Data entries

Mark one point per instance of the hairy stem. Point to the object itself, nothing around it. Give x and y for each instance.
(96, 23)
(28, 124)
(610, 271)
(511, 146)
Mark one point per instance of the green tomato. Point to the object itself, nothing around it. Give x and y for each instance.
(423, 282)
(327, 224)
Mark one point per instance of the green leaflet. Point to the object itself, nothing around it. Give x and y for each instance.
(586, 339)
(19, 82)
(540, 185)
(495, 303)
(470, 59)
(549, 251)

- [REQUIRED TASK] Retype every item above word for word.

- [RESULT OF THIS EXERCISE]
Mark one point per instance of the hairy stem. Point to the object itself, nothing around it. Give x and y for each instance.
(96, 23)
(28, 124)
(610, 271)
(511, 146)
Mark one point per instance of the green tomato. Point to the object itself, nothing around it. Give x and y for each instance.
(423, 282)
(327, 224)
Mark one point per instance of the green leaflet. Point to the object itself, nothing around it. Give x and y for each instance.
(586, 339)
(19, 82)
(540, 185)
(495, 303)
(470, 59)
(549, 251)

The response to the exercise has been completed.